▶ **EXERCISE PROMPT**:
Look below for the line with "Task: given the image, detect each man's hand". Extract that line and each one after it through the last, word for word.

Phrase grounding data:
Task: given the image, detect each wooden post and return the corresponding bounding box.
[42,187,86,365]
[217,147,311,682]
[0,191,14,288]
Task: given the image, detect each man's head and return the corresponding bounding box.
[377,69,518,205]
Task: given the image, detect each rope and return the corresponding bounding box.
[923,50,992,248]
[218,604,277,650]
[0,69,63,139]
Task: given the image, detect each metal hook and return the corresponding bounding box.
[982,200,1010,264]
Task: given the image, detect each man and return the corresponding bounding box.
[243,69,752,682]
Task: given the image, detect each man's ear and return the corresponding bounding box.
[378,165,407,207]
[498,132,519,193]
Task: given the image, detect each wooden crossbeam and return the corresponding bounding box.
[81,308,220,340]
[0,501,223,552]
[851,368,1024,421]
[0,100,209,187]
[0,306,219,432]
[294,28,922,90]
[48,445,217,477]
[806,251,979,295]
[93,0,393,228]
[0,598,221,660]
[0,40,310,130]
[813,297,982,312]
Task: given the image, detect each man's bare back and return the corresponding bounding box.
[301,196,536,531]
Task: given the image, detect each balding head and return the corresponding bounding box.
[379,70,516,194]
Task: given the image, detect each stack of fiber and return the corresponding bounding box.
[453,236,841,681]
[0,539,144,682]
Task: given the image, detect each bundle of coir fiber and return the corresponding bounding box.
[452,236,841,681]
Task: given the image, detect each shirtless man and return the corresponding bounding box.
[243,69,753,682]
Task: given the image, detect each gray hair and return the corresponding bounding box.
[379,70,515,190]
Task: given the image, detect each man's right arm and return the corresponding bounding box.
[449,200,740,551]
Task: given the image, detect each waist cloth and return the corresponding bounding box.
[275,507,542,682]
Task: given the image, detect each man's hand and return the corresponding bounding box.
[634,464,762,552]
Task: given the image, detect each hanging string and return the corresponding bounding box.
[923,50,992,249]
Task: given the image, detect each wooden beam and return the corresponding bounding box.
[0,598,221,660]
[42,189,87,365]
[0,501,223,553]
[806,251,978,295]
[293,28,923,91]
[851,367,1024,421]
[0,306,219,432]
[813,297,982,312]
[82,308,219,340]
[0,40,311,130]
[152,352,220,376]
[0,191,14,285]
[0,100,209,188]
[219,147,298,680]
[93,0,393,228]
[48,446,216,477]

▶ **EXERCISE RESPONSE**:
Task: given the image, detect each man's hand and return the corresponding bounding box.
[634,464,762,552]
Task: given the image, detect each hanging string and return the corresponding bounding box.
[923,50,992,249]
Task: given the image, detect each wooden beam and return the corresponding bounding box.
[0,598,221,660]
[42,189,87,365]
[0,501,223,553]
[806,251,978,295]
[293,28,923,91]
[851,367,1024,421]
[0,306,219,432]
[813,297,982,312]
[82,308,219,340]
[0,40,311,130]
[152,352,220,376]
[0,191,14,285]
[0,100,209,188]
[219,147,298,680]
[93,0,393,228]
[48,446,216,477]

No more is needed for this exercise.